___ TEXTE SOURCE ___

Depuis plus de deux siècles, voter au Québec est un droit fondamental de tout citoyen admissible. En 1791, l’Acte constitutionnel, qui divise la province de Québec en Bas-Canada et Haut-Canada, introduit également le parlementarisme britannique. Dès le printemps suivant, la première campagne électorale est en marche.
En 1792, pour avoir droit de vote, un électeur doit avoir 21 ans ou plus et être sujet britannique. Le cens électoral fixé par la loi doit également être satisfait, c’est-à-dire que l’électeur doit être propriétaire de biens ruraux produisant un revenu annuel de 40 shillings sterling en plus des redevances ou d’une habitation en ville qui assure un revenu de 5 livres sterling. Le locataire urbain ayant payé au cours des 12 derniers mois un loyer au taux minimum de 10 livres sterling est également admissible. Selon les dispositions de la loi, chaque district électoral dispose d’un ou deux sièges et doit donc élire un nombre de députés conséquent. C’est pourquoi une personne peut être amenée à voter plus d’une fois. Le vote se fait à main levée, en public. Un officier rapporteur doit s’assurer de la bonne marche de l’élection. Le vote n’a pas lieu à la même date dans tous les comtés et les élections durent plusieurs semaines. Aucune liste électorale n’existe.

___

- OBJET DE LA TÂCHE -
Prolongez le texte sur l'histoire du droit de vote au Québec en enchaînant après sa dernière phrase.

___ DONNÉES FOURNIES ___

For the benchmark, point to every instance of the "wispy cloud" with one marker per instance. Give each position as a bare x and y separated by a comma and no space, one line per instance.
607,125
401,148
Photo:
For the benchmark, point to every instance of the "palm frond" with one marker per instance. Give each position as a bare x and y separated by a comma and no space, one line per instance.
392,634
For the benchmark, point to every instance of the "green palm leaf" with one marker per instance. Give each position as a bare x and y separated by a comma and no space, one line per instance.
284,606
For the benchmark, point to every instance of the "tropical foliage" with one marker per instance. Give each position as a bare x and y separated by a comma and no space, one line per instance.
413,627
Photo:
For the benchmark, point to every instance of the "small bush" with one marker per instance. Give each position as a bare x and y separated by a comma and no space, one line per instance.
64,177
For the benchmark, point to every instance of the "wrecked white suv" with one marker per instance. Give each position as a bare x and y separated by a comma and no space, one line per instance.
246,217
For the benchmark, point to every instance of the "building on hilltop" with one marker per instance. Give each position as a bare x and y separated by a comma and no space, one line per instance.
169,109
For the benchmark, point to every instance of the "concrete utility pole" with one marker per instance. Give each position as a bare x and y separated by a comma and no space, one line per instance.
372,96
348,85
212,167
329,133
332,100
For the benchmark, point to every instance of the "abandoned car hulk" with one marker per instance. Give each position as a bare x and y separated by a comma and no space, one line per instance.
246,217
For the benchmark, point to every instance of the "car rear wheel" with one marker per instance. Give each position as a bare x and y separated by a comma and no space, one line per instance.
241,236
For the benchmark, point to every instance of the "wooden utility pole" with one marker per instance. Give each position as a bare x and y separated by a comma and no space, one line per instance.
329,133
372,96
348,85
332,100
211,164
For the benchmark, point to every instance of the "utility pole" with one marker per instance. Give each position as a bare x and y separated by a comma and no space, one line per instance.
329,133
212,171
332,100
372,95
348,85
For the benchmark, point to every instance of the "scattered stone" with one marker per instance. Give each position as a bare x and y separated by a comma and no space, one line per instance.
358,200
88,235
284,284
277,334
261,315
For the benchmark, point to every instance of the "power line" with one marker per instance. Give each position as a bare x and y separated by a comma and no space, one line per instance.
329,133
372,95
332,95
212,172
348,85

___

- RÉPONSE À L'EXERCICE -
1. Les cahiers de scrutin (1800-1874)
Ce n’est qu’en 1800 qu’une véritable loi électorale définit clairement le déroulement des élections et les circonstances où la rédaction d’un cahier ou registre de scrutin est nécessaire.
Le scrutin a lieu de 8 h à 18 h et dure un maximum de quatre jours; s’il s’écoule plus d’une heure sans qu’un électeur se présente, l’officier rapporteur, à la demande de trois électeurs, peut fermer le bureau de vote et déclarer l’élection terminée.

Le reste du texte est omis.